**What the task requires**:
Count the lines in the entries below that contain the word "wooden". Reply with that number alone.

**Records to use**:

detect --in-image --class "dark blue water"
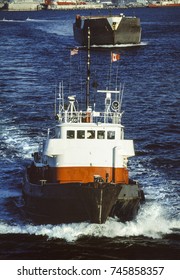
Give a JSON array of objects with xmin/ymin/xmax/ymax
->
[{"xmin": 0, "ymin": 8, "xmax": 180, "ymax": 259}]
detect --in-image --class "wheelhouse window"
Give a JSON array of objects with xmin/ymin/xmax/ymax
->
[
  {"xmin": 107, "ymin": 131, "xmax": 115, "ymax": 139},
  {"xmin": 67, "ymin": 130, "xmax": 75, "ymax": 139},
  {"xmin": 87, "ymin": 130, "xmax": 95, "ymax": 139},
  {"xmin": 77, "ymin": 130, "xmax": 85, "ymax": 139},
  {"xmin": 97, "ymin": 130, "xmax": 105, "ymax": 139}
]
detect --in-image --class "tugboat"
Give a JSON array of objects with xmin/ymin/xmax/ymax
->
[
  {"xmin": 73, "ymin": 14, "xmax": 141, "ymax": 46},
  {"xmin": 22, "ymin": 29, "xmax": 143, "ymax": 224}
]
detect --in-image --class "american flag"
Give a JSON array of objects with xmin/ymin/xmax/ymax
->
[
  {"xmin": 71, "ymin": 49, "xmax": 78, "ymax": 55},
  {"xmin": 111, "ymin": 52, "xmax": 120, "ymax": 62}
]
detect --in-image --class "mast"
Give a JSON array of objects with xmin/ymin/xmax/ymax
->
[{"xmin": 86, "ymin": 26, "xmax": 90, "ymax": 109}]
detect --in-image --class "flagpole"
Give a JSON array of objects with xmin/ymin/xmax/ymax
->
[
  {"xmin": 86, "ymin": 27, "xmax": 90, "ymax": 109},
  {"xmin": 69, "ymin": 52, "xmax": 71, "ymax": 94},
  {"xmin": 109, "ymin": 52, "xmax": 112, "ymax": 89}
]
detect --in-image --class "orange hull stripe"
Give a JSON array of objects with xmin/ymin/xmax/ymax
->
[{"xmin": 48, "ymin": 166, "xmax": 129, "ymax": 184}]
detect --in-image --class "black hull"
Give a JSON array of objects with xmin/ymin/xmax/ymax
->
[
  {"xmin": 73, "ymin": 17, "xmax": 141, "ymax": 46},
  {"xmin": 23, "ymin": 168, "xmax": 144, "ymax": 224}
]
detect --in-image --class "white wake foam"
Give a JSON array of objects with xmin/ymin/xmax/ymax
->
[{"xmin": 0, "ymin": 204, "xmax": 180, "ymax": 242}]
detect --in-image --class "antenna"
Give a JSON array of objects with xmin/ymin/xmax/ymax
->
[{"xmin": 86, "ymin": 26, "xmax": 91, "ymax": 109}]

--

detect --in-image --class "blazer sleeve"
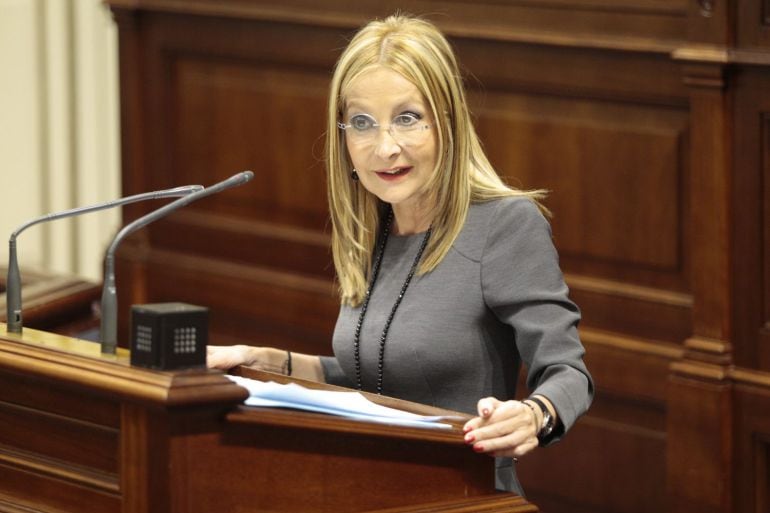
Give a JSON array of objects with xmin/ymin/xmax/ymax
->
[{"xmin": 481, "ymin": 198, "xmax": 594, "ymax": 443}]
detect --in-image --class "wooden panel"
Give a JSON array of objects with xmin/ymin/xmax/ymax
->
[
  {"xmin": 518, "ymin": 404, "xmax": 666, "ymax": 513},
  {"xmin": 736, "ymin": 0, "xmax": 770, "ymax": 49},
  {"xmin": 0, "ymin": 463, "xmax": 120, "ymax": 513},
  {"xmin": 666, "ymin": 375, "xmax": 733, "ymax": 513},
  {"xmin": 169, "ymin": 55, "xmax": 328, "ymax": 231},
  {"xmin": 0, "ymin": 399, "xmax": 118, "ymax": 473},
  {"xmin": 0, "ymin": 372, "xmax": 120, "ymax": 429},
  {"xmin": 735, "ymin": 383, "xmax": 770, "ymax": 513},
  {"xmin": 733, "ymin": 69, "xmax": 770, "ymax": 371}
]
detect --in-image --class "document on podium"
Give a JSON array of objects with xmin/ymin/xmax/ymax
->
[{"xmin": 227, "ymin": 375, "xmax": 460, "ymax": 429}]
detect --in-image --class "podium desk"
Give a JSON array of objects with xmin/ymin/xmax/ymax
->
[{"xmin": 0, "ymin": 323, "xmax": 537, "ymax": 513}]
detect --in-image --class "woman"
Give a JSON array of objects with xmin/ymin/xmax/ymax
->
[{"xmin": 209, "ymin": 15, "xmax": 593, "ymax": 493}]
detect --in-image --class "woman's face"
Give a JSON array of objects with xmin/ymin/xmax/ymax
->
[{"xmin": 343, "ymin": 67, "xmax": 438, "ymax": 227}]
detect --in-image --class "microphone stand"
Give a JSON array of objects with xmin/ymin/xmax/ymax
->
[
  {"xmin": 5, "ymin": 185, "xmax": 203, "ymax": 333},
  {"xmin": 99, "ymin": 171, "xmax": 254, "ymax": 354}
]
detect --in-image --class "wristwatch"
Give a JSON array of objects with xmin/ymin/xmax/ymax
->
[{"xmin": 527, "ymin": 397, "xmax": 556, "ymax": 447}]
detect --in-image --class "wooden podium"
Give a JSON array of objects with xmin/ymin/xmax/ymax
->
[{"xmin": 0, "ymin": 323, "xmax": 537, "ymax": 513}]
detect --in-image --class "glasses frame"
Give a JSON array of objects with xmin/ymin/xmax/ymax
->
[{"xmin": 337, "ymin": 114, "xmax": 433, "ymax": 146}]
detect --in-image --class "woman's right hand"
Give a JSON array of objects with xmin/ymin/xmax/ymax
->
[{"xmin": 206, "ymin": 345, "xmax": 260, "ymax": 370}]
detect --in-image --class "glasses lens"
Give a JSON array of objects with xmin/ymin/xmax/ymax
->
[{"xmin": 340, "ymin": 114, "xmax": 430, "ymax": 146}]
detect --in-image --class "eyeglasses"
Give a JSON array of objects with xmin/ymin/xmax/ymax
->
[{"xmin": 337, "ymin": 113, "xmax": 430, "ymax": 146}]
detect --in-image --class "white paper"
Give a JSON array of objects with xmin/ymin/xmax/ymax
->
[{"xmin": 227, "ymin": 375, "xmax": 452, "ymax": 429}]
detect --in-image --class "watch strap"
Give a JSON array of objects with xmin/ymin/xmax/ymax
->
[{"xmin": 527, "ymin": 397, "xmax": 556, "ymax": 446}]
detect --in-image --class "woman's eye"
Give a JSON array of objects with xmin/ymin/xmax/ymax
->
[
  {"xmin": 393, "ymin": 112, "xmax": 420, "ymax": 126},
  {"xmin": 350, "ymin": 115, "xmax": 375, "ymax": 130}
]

**Answer to this task**:
2